━━━━━ Excerpt provided

Museography services

Museography combines several exhibition techniques with two main objectives: developing and maintaining exhibition spaces and preserving cultural assets on display. This article explains what it is and how we work on it.

What is museography?

Museography is a set of techniques related to the operation of a museum. Whether in the realization of a temporary or permanent exhibition, in the restoration of works of art or in the scenography of an exhibition. It is linked to museology, the branch of the humanities that studies the history of museums, their influence and the techniques of conservation and cataloguing.

General considerations

When working on a museum project, take into account a series of factors to achieve a satisfactory result:

  • Be foresighted with everything that is going to be needed at a technical level.
  • To have a clear idea of the available budget.
  • Be clear about the means available.
  • Available space and its characteristics.
  • Who is the public we are addressing? What is expected from the exhibition (the objective will be to try to meet their needs)?
  • The approach wanted by the institution we are working for.
  • Consider the possibility of an innovative treatment of the information and resources.

Branches of museography we work in


Curators are in charge of the objects or works exhibited in the permanent or temporary exhibition. It includes the organization of exhibitions (with the drafting of the corresponding material), staff organization, research work, script writing, project management... It requires deep research and study, so the curator links the institution with the pub.

Art Direction

Establish the visual tone of the exhibitions. It is necessary to know the space, the architecture, and the museum in depth. An Art Director is responsible for the overall image and visual codes, which communicate with a specific intention and message. These visual decisions will be developed in other adjacent disciplines such as graphic design, product design, temporary architecture, etc.

Design and scheme of the routes in the space

The architecture must be coherent with the exhibition's message and adapt to the available space. The aim is to create a circulation that reflects the intention of the exhibition and reflects the hierarchy between sections in the space. The user's positive or negative experience depends to a large extent on this task since the route must be usable and easy for the visitor to understand.

Graphic Design

It is the process that gives visual form to the contents so that they can be perceived in an aesthetic and, above all, functional way. We are talking about the design of panels, brochures, plans, illustrations and posters, among others.


Even with a tight budget, you can propose elements that help users to get involved in the space. For example, multimedia video elements, more personalized social media treatment or interactive webdocs about the exhibition.

Exhibit set-up

For this task, it is necessary to take into account all the processes and elements. It takes a few days and a reliable team, sensitive to the specific needs of the material, to foresee everything related to the assembly. Every step counts for everything to go right: the time needed by the printers or the minimum drying time after painting spaces would be two examples.

━━━━━━━━━━

* **Exercise task A**: Rewrite the museography page from "What is museography?" to "the available budget.", replacing "budget" with "funding".
* **Exercise task B**: From the records, print the lines from the line with "The locator SHOULD return, for each instance of the child" to the line with "x=334 y=171", copying each one unchanged.
The text above and the records that follow have no connection to each other.

━━━━━ Data listing

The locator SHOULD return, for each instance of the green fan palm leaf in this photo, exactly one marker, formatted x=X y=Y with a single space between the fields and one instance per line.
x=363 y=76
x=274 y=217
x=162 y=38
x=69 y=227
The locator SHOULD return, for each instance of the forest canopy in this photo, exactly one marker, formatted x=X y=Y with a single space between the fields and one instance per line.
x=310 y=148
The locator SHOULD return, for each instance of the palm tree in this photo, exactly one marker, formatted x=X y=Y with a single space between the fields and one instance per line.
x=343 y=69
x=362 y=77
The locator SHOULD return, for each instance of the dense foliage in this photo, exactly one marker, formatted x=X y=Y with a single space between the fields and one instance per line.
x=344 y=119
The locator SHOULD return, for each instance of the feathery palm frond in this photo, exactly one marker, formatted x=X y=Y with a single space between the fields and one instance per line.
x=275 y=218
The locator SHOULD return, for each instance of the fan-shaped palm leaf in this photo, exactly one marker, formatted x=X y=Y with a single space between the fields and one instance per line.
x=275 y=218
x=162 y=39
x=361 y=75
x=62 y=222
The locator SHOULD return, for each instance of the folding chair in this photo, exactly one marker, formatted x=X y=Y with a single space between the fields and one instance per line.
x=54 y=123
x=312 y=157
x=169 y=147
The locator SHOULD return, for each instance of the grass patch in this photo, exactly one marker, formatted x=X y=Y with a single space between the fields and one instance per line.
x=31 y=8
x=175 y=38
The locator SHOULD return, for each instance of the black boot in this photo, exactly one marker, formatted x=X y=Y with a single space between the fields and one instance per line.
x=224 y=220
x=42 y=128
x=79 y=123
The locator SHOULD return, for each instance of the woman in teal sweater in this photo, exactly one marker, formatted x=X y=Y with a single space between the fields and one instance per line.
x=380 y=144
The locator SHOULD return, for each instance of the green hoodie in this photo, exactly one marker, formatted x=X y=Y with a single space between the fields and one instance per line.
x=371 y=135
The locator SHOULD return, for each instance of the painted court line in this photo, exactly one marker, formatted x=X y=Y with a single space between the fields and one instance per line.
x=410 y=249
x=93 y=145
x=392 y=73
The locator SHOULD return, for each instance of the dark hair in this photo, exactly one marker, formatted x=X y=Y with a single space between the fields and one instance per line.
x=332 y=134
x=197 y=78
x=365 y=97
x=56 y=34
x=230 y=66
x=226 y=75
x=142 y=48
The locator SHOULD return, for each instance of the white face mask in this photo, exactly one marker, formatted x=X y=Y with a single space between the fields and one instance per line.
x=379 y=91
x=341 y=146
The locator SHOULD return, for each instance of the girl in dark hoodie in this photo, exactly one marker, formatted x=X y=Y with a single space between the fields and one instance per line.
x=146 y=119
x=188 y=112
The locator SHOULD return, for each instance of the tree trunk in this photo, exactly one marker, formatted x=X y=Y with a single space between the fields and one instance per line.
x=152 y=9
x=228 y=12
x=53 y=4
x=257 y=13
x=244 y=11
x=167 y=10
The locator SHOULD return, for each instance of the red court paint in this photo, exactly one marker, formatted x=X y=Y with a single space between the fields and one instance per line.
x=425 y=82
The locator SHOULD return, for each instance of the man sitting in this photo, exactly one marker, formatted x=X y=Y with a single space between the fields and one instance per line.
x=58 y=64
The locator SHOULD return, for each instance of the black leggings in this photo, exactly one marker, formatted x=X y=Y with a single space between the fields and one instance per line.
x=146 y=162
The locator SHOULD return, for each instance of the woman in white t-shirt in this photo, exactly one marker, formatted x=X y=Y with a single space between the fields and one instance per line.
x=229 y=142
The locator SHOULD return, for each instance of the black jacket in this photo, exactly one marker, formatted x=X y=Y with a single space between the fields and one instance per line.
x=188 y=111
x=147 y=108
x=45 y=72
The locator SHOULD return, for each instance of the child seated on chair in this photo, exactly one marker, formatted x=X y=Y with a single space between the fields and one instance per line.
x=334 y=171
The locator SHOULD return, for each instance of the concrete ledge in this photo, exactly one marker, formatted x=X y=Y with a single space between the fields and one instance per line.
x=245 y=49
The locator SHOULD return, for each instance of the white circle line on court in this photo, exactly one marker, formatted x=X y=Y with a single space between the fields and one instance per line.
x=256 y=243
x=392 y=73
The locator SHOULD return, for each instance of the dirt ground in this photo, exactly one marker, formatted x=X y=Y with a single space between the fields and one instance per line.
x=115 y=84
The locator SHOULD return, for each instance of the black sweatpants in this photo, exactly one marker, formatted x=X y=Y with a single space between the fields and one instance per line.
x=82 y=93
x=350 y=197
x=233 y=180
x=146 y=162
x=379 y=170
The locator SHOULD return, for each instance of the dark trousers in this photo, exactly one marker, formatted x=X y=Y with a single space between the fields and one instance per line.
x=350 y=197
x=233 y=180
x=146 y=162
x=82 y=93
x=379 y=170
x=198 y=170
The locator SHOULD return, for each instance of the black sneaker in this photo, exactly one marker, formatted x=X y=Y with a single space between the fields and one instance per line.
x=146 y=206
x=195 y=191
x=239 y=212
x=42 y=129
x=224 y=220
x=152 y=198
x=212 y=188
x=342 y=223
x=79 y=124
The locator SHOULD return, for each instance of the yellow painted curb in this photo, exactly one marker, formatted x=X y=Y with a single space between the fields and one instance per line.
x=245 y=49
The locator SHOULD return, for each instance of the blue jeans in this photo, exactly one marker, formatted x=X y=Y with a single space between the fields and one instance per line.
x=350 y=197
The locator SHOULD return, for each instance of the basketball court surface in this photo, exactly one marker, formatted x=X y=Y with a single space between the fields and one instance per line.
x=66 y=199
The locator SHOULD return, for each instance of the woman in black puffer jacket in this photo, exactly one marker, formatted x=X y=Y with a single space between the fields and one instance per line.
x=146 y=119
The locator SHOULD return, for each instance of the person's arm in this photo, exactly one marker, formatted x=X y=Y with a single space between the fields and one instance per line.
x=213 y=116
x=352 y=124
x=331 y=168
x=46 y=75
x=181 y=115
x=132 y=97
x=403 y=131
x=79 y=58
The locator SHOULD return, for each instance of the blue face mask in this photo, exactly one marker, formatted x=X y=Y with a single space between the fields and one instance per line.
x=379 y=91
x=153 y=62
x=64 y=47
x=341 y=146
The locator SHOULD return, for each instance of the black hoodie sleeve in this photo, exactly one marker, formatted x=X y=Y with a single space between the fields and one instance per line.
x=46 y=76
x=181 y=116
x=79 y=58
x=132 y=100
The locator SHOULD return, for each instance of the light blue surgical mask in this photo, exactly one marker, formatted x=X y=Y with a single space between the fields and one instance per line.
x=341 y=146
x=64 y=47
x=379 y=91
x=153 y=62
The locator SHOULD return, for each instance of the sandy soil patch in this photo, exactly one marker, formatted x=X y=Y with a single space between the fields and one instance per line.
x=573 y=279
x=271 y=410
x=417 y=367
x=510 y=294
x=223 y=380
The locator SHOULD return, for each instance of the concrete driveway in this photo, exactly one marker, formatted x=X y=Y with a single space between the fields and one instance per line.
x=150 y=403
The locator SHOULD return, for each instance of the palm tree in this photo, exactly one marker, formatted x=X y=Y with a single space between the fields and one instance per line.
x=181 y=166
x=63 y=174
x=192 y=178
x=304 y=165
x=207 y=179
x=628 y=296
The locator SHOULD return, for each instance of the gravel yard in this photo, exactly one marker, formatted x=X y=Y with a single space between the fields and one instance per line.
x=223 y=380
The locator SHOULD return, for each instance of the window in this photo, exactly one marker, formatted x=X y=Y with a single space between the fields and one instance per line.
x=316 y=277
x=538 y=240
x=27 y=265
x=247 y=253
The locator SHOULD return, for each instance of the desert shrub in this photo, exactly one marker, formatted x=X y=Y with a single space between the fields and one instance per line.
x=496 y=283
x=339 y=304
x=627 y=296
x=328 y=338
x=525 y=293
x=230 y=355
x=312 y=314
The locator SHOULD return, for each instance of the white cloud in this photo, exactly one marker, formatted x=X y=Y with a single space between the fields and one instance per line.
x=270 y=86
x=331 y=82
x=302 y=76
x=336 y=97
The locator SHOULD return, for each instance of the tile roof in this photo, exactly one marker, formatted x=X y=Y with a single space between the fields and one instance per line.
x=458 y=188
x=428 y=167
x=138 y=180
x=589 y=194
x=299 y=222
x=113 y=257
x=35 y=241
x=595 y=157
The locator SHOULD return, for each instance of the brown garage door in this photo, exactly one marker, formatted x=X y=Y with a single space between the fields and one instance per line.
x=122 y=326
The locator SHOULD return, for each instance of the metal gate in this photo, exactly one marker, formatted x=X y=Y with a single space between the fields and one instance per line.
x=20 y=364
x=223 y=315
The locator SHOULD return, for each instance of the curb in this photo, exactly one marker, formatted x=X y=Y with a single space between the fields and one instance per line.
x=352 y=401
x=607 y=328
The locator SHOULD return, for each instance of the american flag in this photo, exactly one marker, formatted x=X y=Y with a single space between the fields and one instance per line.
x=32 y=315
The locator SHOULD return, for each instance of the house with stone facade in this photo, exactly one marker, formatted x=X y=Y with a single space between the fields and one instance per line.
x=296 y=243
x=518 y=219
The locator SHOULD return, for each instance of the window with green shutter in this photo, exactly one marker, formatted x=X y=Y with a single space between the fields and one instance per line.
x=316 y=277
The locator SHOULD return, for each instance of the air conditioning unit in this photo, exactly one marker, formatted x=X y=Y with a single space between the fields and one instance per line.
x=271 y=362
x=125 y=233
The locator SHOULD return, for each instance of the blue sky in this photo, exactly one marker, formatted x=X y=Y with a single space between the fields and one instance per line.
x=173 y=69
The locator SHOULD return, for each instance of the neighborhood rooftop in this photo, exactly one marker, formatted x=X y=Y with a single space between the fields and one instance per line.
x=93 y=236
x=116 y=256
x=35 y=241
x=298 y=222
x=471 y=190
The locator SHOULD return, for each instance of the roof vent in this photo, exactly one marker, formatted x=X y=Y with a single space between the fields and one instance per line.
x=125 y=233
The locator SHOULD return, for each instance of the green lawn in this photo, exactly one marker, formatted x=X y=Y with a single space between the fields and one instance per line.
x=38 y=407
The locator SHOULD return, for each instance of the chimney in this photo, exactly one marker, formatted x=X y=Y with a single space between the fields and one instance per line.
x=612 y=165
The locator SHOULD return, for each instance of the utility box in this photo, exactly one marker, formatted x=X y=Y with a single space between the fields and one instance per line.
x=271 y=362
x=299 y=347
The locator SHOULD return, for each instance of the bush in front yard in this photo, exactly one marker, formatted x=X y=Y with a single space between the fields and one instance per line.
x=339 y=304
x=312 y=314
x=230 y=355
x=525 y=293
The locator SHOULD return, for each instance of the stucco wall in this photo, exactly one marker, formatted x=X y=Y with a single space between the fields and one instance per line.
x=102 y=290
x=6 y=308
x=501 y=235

━━━━━━━━━━

* **Complete answer A**:
What is museography?

Museography is a set of techniques related to the operation of a museum. Whether in the realization of a temporary or permanent exhibition, in the restoration of works of art or in the scenography of an exhibition. It is linked to museology, the branch of the humanities that studies the history of museums, their influence and the techniques of conservation and cataloguing.

General considerations

When working on a museum project, take into account a series of factors to achieve a satisfactory result:

  • Be foresighted with everything that is going to be needed at a technical level.
  • To have a clear idea of the available funding.

* **Complete answer B**:
The locator SHOULD return, for each instance of the child seated on chair in this photo, exactly one marker, formatted x=X y=Y with a single space between the fields and one instance per line.
x=334 y=171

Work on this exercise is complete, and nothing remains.